### What is required
Copy every one of the records below word for word, line by line, changing nothing.

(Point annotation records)

◆ ◆ ◆ ◆ ◆

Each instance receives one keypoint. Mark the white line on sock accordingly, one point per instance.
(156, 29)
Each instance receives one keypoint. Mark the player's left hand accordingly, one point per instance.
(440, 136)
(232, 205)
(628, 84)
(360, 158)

◆ ◆ ◆ ◆ ◆

### Expected answer
Each instance receives one keypoint. Mark the white line on sock accordingly, one point per instance.
(156, 29)
Each instance receives one keypoint. Mark the player's left hand accordingly, one point per instance.
(440, 136)
(232, 205)
(628, 84)
(360, 158)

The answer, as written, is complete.